Exercise A |
Reproduce the passage of the Gemini Robotics article between "The team at" and "at Google DeepMind.", inclusive.
Exercise B |
Extend the article on Google DeepMind's Gemini Robotics models with the paragraphs that would follow its final sentence.

**** Exercise text

Google DeepMind unveils its first “thinking” robotics AI

Generative AI systems that create text, images, audio, and even video are becoming commonplace. In the same way AI models output those data types, they can also be used to output robot actions. That's the foundation of Google DeepMind's Gemini Robotics project, which has announced a pair of new models that work together to create the first robots that "think" before acting. Traditional LLMs have their own set of problems, but the introduction of simulated reasoning did significantly upgrade their capabilities, and now the same could be happening with AI robotics.

The team at DeepMind contends that generative AI is a uniquely important technology for robotics because it unlocks general functionality. Current robots have to be trained intensively on specific tasks, and they are typically bad at doing anything else. "Robots today are highly bespoke and difficult to deploy, often taking many months in order to install a single cell that can do a single task," said Carolina Parada, head of robotics at Google DeepMind.

The fundamentals of generative systems make AI-powered robots more general. They can be presented with entirely new situations and workspaces without needing to be reprogrammed. DeepMind's current approach to robotics relies on two models: one that thinks and one that does.

The two new models are known as Gemini Robotics 1.5 and Gemini Robotics-ER 1.5. The former is a vision-language-action (VLA) model, meaning it uses visual and text data to generate robot actions. The "ER" in the other model stands for embodied reasoning. This is a vision-language model (VLM) that takes visual and text input to generate the steps needed to complete a complex task.

********
**** Raw data

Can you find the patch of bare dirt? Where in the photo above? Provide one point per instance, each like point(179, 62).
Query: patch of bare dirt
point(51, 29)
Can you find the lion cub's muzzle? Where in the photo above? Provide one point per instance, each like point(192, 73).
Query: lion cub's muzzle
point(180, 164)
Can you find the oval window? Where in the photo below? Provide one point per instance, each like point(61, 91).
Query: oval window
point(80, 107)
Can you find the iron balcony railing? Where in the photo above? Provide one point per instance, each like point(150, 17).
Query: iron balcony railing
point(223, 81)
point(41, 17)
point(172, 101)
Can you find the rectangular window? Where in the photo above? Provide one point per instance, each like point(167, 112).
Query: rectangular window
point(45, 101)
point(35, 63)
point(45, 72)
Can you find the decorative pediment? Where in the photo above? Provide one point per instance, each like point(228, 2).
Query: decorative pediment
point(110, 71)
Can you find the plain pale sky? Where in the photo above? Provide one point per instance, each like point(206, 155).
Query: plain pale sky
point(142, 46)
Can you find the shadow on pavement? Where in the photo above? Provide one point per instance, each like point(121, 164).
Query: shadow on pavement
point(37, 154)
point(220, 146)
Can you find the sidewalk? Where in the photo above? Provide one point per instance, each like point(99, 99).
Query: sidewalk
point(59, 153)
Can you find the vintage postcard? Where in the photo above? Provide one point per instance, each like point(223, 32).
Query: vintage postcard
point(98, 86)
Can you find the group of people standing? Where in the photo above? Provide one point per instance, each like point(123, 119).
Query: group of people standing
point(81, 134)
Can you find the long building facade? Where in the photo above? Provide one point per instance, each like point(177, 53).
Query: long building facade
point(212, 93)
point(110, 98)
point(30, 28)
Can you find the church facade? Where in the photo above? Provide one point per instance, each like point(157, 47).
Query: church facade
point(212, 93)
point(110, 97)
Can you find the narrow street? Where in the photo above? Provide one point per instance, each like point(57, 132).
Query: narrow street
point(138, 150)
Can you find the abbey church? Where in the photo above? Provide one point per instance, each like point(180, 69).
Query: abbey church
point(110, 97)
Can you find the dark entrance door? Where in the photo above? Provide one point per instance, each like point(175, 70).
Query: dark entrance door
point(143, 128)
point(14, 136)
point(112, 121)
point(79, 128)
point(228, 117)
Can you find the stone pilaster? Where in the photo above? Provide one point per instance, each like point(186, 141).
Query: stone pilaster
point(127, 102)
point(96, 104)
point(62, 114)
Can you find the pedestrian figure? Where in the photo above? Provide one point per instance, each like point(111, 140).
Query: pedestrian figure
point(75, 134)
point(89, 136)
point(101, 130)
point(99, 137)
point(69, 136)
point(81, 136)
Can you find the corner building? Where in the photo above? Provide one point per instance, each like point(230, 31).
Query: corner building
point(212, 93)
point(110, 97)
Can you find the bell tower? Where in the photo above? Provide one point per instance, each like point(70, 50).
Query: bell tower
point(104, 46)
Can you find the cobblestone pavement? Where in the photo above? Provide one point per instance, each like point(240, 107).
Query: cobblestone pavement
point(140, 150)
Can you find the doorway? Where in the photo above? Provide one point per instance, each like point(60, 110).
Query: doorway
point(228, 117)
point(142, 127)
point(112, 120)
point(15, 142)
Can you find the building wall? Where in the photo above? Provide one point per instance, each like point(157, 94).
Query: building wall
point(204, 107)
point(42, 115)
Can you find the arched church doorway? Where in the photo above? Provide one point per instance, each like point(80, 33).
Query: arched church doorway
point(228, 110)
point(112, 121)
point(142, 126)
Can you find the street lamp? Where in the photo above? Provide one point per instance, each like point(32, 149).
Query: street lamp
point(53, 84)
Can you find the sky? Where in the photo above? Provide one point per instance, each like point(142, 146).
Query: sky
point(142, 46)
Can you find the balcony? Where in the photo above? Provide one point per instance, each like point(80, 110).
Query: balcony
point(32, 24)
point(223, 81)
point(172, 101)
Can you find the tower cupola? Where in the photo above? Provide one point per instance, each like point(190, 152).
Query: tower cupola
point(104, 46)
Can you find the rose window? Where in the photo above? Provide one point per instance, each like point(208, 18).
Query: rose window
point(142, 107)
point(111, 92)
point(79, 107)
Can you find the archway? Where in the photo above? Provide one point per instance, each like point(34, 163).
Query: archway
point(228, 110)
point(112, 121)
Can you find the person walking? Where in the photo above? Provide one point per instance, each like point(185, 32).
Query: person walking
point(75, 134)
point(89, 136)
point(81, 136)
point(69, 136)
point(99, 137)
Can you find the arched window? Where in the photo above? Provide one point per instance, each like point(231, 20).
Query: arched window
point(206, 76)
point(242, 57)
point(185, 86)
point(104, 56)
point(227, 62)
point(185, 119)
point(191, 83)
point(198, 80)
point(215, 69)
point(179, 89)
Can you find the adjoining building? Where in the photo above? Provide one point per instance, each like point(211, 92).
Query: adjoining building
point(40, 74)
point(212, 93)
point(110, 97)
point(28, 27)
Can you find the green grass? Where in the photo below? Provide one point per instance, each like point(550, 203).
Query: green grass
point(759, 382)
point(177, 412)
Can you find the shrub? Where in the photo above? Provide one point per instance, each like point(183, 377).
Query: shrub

********

Your response A |
The team at DeepMind contends that generative AI is a uniquely important technology for robotics because it unlocks general functionality. Current robots have to be trained intensively on specific tasks, and they are typically bad at doing anything else. "Robots today are highly bespoke and difficult to deploy, often taking many months in order to install a single cell that can do a single task," said Carolina Parada, head of robotics at Google DeepMind.

Your response B |
The thinking machines

Gemini Robotics-ER 1.5 is the first robotics AI capable of simulated reasoning like modern text-based chatbots—Google likes to call this "thinking," but that's a bit of a misnomer in the realm of generative AI. DeepMind says the ER model achieves top marks in both academic and internal benchmarks, which shows that it can make accurate decisions about how to interact with a physical space. It doesn't undertake any actions, though. That's where Gemini Robotics 1.5 comes in.

Imagine that you want a robot to sort a pile of laundry into whites and colors. Gemini Robotics-ER 1.5 would process the request along with images of the physical environment (a pile of clothing). This AI can also call tools like Google search to gather more data. The ER model then generates natural language instructions, specific steps that the robot should follow to complete the given task.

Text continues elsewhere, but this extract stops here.